## Extract provided
━━━━━━━━━━━━━━━━━━━━

Founded in 1989, the Gamaliel Network trains community and faith leaders “in building political power and creating organizations that unite people of diverse faiths and races” in work for justice. The network is made up of 44 affiliates and state offices in seven states. 

Participating in the Nuns’ Caucus meeting were sisters and organizers who attended the Race and Power Summit and others who participated via Zoom.

Sister Theresa Keller, FSPA, of the Sisters of St. Francis of Perpetual Adoration, opened the meeting by explaining that the Nuns’ Caucus began about two years ago with a letter of intent. In their work for justice, the Sisters intersect with community organizers represented by Gamaliel. This intersection led to the proposal for a more formal network of sisters and community organizers within Gamaliel.  

“Historically, many Catholic religious sisters came to this country to serve the many immigrant communities,” said Sister Cheryl, a community organizer who served Gamaliel as National Training Director and a senior trainer. “They supported the common good by building social infrastructure,” such as hospitals, schools, and universities. 

In spite of the good that Catholic sisters brought to the United States, Sister Cheryl admitted that in many places, sisters were “complicit in racism and segregation. We lament in regard to such things as not being significant voices,” she said.

Sister Cheryl pointed to NETWORK, a social justice lobby formed by Catholic sisters about 50 years ago to serve as a voice for people suffering from poverty or other forms of injustice. “We renew our efforts to support the common good,” she said. “Today’s sisters, rooted in the Gospel and ancient practices, persist with our call for transformative justice inside and outside the Church structures.”

Sister Xiomara, a native of the Dominican Republic and Executive Director of the Dominican Sisters Conference, related her own experience of racism when she came to the United States to enter the Adrian Dominican Congregation. She expected the people of the United States to be good people because of her experience with the Adrian Dominican Sisters who ministered in her country.

━━━━━━━━━━━━━━━━━━━━

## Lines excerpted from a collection
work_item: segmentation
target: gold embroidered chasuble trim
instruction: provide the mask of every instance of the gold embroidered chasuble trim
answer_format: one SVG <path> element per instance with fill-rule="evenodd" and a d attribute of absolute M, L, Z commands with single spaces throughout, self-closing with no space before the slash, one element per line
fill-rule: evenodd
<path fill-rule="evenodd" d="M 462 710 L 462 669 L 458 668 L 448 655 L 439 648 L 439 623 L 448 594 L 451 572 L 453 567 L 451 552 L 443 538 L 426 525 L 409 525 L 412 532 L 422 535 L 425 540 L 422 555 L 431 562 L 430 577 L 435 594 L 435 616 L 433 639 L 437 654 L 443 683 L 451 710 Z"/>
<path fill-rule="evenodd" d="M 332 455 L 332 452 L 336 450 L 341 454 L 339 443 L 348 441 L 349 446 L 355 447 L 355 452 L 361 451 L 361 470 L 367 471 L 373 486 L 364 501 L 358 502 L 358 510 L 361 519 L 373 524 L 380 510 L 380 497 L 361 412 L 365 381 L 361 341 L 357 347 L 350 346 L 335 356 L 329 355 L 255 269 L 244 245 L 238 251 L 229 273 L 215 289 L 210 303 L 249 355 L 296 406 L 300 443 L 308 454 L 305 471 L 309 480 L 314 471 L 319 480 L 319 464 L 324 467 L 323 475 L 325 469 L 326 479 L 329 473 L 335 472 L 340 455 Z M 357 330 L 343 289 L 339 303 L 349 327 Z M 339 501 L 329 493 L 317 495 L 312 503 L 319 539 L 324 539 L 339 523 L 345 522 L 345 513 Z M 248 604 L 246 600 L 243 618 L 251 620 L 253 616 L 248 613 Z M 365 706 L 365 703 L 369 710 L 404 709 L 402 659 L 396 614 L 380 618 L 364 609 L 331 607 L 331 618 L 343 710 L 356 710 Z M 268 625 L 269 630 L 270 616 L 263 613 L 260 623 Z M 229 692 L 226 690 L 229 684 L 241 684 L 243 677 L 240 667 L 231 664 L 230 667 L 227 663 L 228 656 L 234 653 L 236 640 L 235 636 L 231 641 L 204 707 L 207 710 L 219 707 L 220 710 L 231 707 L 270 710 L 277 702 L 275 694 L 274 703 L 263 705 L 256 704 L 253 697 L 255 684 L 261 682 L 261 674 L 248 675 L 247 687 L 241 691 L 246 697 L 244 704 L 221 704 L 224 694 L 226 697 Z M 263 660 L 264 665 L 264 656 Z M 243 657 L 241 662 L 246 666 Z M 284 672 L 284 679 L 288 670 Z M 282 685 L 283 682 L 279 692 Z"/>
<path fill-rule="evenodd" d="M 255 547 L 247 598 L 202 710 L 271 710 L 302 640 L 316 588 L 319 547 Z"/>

━━━━━━━━━━━━━━━━━━━━

## Your tasks
[a] Output the stretch of the Nuns' Caucus text from "Founded in 1989, the" through "participated via Zoom.", copied word for word.
[b] Continue the text on the Nuns' Caucus meeting, picking up after its last sentence.

## Outputs in order
[a]
Founded in 1989, the Gamaliel Network trains community and faith leaders “in building political power and creating organizations that unite people of diverse faiths and races” in work for justice. The network is made up of 44 affiliates and state offices in seven states. 

Participating in the Nuns’ Caucus meeting were sisters and organizers who attended the Race and Power Summit and others who participated via Zoom.

[b]
“I was privileged in my country because I was a light color,” she said, but she experienced the biases of some people in the United States. “I was feeling less and less and didn’t know why.” She learned that she was experiencing racism. 

Sister Xiomara educated herself on the biases in the United States and became involved in the Congregation’s efforts to root out racist attitudes. In its Toward Communion Circle created to work towards the Congregation’s 2016 Enactment on Racism and Diversity, “we wanted to undo racism among us to raise diversity,” she said. “We wrestled a lot, and some of the stories were painful.”

Sister Xiomara cited the efforts of the Revolutionary Love Project with its three practices: See no stranger; love others, but first tend to your own wounds and fears; and adapt the practice of a midwife: push for new life. The project was founded by Valarie Kaur, a civil rights leader, lawyer, educator, activist, and author.

“I refuse to see myself as a victim,” Sister Xiomara said. “I want to see all of us as a beautiful creation of God. I want to see myself as more than a survivor but a thriver.”

Sister Janice spoke of prayer as a basis for religious life. “Prayer is where we find our ground, where I open myself to a greater world,” she said. Contemplation “is a time to step aside and be with God. You stop and contemplate and just let that sink in … bringing you to a higher level of consciousness.”

Study is also an important part of the Dominican tradition and the tradition of other congregations as well, Sister Janice said. It involves understanding the world and discerning where God is and what God plans for us. 

Prayer and study bring us to spiritual activism, “the act of transforming oneself,” Sister Janice said. “Prayer is a breath of life that holds us as a community and as a unique child of God. It brings us back to the essence of who we are and whose we are.”   

The meeting concluded with a discussion on how participants were sustained by prayer and their mission, and on ways that community organizers and Sisters can work together and learn from one another. 
 

Caption for above feature photo: From left: Sister Cheryl Liske, OP, Sister Xiomara Méndez-Fernandez, OP, and Sister Janice Brown, OP.